- _JOB ITEM_
Count how many lines in the items below contain the string "positive", matching case exactly, and reply with that number alone.

- _PROVIDED DATA_
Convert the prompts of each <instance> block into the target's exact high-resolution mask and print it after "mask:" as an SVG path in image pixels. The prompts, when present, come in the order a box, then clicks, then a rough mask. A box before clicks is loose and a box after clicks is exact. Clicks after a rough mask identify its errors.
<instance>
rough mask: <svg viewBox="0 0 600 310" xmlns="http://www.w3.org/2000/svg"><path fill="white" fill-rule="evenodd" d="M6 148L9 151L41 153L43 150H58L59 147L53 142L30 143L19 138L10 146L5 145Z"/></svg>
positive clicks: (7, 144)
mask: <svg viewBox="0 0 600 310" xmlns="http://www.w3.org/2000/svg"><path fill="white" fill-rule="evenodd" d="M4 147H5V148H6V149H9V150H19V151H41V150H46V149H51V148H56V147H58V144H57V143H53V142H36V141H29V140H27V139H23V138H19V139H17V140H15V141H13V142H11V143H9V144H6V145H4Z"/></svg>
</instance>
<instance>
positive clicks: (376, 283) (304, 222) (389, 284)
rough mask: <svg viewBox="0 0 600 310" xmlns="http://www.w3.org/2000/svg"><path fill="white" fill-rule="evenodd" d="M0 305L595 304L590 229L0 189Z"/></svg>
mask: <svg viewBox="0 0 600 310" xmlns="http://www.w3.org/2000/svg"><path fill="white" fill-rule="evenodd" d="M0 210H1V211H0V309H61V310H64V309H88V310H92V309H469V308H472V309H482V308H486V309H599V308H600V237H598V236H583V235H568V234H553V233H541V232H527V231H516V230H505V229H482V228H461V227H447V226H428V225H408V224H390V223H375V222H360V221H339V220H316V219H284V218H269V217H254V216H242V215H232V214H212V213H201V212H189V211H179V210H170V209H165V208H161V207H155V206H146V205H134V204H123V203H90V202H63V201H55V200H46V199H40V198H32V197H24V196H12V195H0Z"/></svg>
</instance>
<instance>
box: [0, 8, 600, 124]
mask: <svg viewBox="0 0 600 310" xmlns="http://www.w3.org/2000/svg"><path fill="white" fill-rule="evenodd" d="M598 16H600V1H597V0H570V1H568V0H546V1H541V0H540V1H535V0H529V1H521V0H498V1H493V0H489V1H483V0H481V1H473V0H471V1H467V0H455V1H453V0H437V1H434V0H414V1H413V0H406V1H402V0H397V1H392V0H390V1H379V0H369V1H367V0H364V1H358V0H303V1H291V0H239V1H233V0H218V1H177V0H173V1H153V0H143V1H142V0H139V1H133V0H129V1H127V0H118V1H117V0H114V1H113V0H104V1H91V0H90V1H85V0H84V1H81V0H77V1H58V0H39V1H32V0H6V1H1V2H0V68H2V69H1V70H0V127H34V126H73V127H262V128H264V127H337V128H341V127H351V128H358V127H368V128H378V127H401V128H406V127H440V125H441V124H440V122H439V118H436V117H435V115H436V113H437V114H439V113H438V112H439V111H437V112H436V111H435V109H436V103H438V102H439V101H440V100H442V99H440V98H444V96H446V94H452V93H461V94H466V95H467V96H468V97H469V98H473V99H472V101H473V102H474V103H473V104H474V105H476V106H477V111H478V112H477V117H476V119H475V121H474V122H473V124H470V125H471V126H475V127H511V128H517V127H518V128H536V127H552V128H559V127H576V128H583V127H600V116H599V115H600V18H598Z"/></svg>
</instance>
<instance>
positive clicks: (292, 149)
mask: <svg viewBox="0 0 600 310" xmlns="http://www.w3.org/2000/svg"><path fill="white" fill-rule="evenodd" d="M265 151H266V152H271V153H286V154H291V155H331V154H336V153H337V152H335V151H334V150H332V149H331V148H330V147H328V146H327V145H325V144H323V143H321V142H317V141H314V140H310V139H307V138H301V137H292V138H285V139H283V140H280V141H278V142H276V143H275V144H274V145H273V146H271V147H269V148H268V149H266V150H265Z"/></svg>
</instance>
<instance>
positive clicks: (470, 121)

- _EXPECTED ANSWER_
4